**To do:** Include in the output the line containing "the shirt collar" and each subsequent line of the records, through the end, transcribed exactly. Add nothing else.

Start of Block

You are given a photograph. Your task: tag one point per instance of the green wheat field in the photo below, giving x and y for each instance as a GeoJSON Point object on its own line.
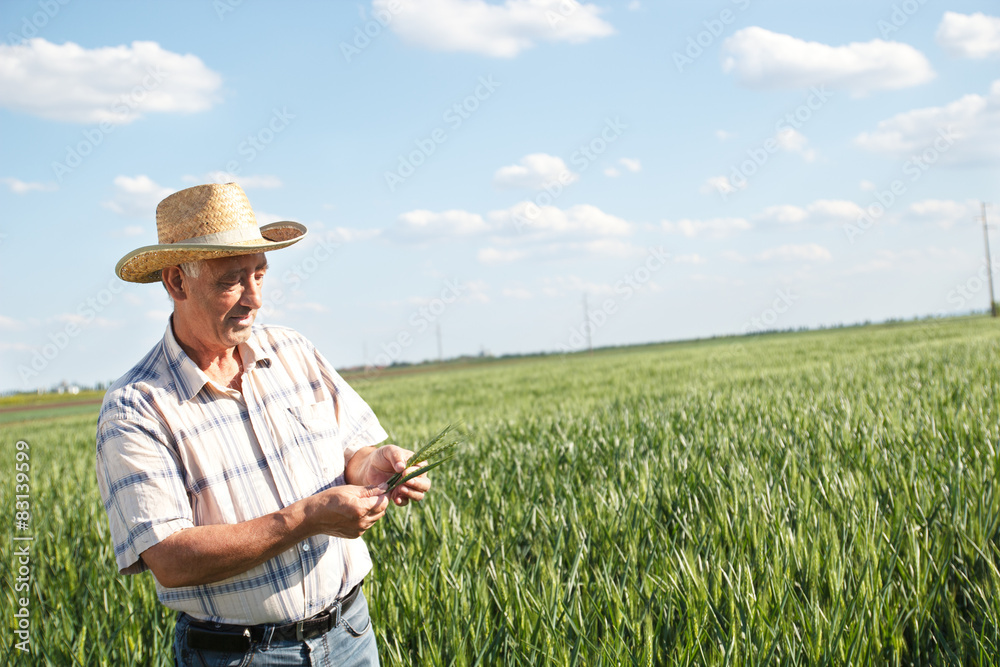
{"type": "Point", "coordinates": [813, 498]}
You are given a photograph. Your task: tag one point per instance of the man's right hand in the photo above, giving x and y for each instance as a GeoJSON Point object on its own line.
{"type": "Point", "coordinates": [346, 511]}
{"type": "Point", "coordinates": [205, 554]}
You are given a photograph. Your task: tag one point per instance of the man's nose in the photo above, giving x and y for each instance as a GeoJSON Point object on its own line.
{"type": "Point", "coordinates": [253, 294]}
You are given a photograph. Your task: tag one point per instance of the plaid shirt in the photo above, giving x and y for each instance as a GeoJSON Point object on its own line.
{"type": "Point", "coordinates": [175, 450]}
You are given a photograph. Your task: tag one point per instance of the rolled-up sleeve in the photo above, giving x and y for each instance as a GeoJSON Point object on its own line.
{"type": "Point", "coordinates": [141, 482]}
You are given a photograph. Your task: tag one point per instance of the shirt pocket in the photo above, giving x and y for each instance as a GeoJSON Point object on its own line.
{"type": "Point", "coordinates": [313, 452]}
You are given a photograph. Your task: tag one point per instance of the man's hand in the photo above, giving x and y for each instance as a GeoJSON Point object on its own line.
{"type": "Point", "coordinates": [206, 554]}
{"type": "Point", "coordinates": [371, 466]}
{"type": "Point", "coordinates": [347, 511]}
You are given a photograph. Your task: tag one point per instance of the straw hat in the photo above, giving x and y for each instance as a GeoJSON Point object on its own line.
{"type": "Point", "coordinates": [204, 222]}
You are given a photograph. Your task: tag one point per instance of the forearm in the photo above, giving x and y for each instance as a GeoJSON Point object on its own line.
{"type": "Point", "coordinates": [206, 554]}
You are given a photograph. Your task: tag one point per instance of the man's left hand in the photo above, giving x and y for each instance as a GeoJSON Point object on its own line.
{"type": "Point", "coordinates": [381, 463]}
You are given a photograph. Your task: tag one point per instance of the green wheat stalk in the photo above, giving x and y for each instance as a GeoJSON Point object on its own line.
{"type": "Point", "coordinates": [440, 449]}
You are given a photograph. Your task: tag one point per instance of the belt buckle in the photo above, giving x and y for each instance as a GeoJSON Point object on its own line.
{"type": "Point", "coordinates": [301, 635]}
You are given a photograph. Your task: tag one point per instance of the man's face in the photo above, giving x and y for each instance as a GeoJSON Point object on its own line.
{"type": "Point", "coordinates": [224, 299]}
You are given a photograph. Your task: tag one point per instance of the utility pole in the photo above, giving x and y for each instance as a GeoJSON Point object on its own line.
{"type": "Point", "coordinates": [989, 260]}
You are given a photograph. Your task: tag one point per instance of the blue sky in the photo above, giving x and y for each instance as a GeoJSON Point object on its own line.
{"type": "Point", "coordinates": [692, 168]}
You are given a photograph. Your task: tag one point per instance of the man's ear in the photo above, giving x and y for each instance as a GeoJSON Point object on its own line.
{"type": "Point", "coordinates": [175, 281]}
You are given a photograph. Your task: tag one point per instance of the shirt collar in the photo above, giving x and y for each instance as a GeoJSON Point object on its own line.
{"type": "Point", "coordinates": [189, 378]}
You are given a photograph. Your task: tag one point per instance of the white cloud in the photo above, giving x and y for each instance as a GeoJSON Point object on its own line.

End of Block

**Reply to the exercise:**
You are given a photograph. Your task: tag one point per instance of the shirt collar in the photo above, giving x and y for each instance as a GeoJSON Point object on its own line.
{"type": "Point", "coordinates": [189, 378]}
You are given a photograph. Your task: tag one point per instance of the white cloud in the photo above, giving x and y for each instance as a GeoJSON Point object on its own line.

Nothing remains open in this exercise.